■ REQUIREMENTS ■
Write the material out again exactly as it stands.

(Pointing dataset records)
****************************************

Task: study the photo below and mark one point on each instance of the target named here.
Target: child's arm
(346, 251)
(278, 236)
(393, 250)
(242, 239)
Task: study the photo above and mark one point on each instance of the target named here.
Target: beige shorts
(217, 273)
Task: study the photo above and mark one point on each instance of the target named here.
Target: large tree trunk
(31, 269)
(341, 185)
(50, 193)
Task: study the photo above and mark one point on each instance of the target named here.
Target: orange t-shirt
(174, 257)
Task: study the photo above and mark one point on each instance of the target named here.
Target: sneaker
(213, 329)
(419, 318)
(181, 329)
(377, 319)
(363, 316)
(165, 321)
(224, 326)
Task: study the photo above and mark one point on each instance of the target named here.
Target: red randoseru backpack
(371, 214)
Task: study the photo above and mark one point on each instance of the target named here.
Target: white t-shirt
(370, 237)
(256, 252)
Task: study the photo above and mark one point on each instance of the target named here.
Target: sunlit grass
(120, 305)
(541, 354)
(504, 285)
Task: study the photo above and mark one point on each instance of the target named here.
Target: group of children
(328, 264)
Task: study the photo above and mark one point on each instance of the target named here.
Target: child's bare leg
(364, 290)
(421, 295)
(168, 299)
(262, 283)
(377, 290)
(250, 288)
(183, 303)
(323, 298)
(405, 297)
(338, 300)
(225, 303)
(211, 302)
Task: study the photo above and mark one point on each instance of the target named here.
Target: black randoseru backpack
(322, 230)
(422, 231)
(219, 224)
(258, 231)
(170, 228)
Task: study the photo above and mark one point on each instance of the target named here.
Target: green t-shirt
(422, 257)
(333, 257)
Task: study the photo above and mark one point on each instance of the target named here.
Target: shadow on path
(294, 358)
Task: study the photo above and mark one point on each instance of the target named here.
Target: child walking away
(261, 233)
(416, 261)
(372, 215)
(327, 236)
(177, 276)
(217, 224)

****************************************

■ PROBLEM SOLUTION ■
Task: study the photo below and mark one point on each instance of the target named here.
Target: child's arm
(346, 251)
(278, 236)
(393, 250)
(242, 239)
Task: study the photo above and mark one point on each instance of the target named here.
Target: beige shorts
(217, 273)
Task: study the photo above and mark one point on each instance of the target named here.
Target: large tree trunk
(31, 269)
(341, 185)
(50, 193)
Task: study the photo above and mark one point on each instance of the target named here.
Target: orange t-shirt
(174, 257)
Task: study the photo above and mark one point on each instance of the target named here.
Target: sneaker
(213, 329)
(419, 318)
(181, 329)
(377, 319)
(363, 316)
(165, 321)
(224, 326)
Task: study the photo above and mark one point on each instance of the target named here.
Target: red randoseru backpack
(371, 214)
Task: study the photo above and mark one point on each instance of the target named here.
Target: white t-shirt
(370, 237)
(256, 252)
Task: study the photo above and mark one point on each instance of the target named here.
Target: sunlit grass
(120, 305)
(541, 354)
(504, 285)
Task: study the photo above and mark one point on each instance of the target named here.
Target: group of children
(328, 264)
Task: study the photo above and mark one point on each instance of the target named here.
Target: child's bare leg
(364, 290)
(421, 295)
(168, 299)
(262, 283)
(377, 290)
(250, 288)
(183, 303)
(323, 298)
(405, 297)
(338, 300)
(225, 303)
(211, 302)
Task: study the photo above and mark one point on each instance of the target named here.
Target: black randoseru backpack
(322, 230)
(422, 231)
(219, 224)
(258, 231)
(170, 228)
Task: study the photo above and mark one point on each instance of the target named here.
Target: green t-shirt
(422, 257)
(333, 257)
Task: study the photo above and mark one point on each instance of the target named here.
Target: shadow on path
(294, 358)
Task: study the photo above and mark one point on each instance of the target named here.
Target: child walking away
(261, 233)
(416, 261)
(372, 215)
(327, 236)
(177, 276)
(217, 224)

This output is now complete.